▶ Work request: Can you transcribe the data exactly? Leave the pictures out.

▶ Data to examine:

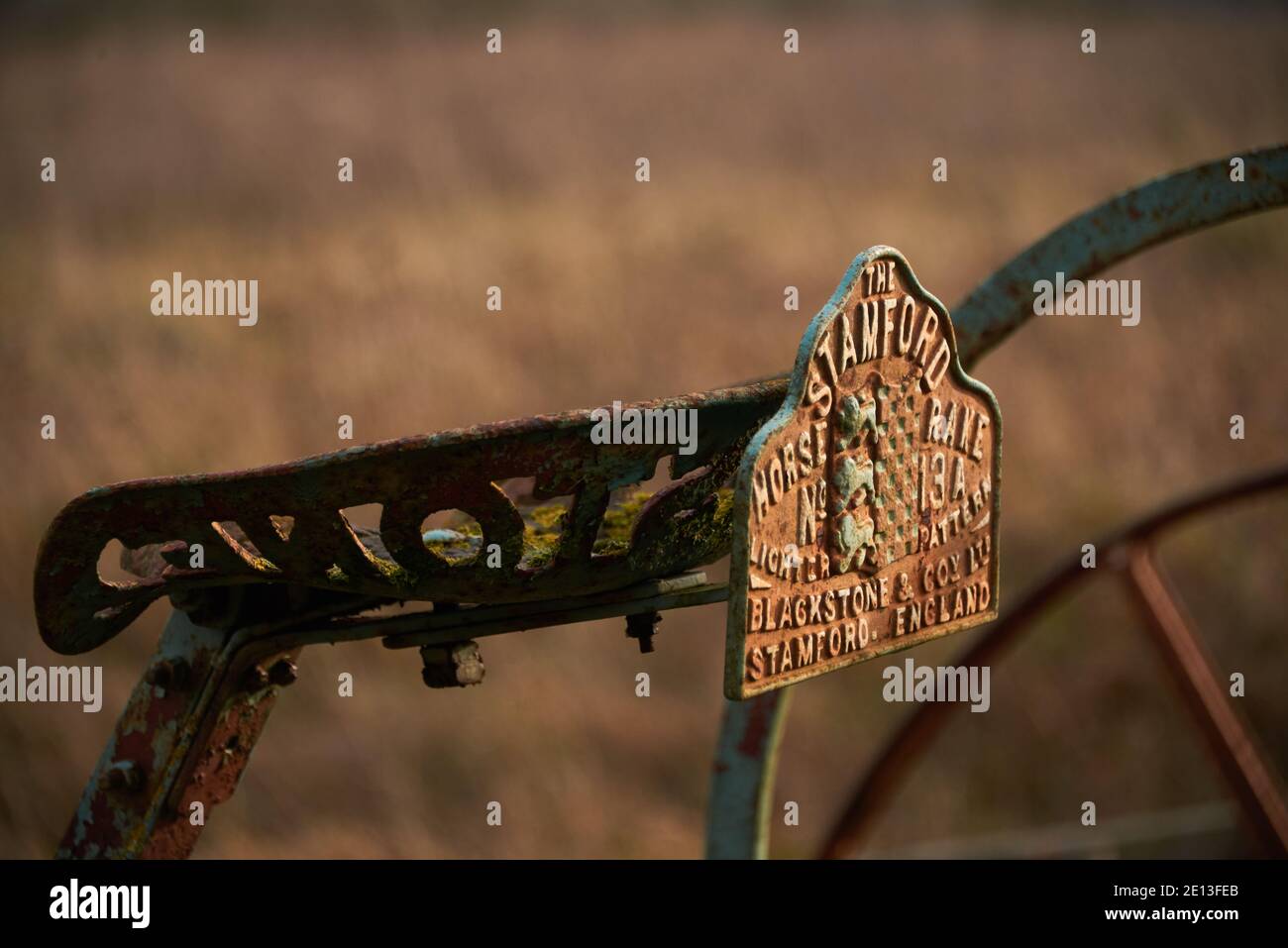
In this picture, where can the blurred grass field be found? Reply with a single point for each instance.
(518, 170)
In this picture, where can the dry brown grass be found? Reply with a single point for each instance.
(518, 170)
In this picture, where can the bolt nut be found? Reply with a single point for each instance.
(642, 626)
(283, 673)
(256, 679)
(168, 674)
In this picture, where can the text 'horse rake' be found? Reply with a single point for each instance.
(279, 567)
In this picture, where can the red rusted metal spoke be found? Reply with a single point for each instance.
(1231, 741)
(1227, 734)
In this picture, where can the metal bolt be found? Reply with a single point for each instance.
(168, 674)
(256, 678)
(283, 673)
(643, 626)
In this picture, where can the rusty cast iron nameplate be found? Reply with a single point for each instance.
(866, 510)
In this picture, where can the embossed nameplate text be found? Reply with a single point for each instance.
(866, 510)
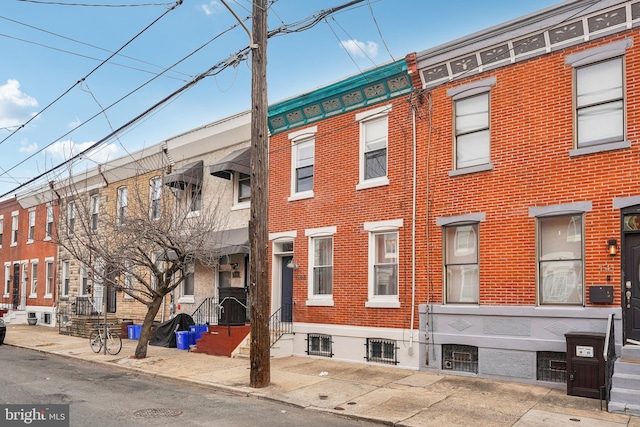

▶ Your solution:
In this picture, where can the blurred grass field be found? Reply with a single point for each instance.
(518, 170)
In this picture, where can the dry brown grass be found? Reply with a single point for each instance.
(518, 170)
In this picture, where can the bolt nut be found? Reply with a single point for each instance.
(642, 626)
(283, 673)
(256, 679)
(168, 674)
In this picture, where can the text 'horse rake' be found? Reply with a single point for each instance.
(279, 567)
In this picture, where can the red rusted metal spoke be found? Reply with a single point for each instance.
(1231, 741)
(1227, 734)
In this picture, where can the metal bolt be found? Reply with a single point for each instance.
(168, 674)
(256, 678)
(283, 673)
(643, 626)
In this picture, where can the rusty cast iron nameplate be found? Reply with a single point for each instance.
(866, 510)
In this picture, where can the embossed nameplate text be found? Reply with a single point for each instance.
(866, 510)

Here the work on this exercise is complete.